►
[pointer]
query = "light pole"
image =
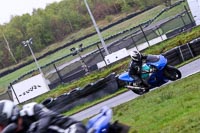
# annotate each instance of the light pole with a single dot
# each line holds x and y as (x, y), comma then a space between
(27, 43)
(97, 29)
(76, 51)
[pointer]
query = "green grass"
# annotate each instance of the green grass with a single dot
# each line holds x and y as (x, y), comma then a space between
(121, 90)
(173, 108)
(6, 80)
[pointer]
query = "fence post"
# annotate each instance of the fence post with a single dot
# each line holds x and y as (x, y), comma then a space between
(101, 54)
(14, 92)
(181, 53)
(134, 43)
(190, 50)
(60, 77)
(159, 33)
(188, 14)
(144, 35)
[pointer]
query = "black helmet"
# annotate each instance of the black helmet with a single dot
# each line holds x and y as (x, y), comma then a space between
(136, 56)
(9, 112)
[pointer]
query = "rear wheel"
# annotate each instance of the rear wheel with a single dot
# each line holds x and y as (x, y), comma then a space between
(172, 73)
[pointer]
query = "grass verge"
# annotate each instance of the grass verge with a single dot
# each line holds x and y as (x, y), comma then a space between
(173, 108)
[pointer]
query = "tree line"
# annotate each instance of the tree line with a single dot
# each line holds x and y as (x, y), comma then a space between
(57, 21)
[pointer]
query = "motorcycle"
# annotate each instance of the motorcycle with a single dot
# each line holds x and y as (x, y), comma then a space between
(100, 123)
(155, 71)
◄
►
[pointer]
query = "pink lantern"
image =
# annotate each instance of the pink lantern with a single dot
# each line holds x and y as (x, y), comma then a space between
◄
• [PROBLEM DESCRIPTION] Which lines in the entries above contain the string "helmet", with case counting? Copy each of those lines.

• [EXERCISE RESULT]
query = "black helmet"
# annotate each instance of the black helmet with a single dot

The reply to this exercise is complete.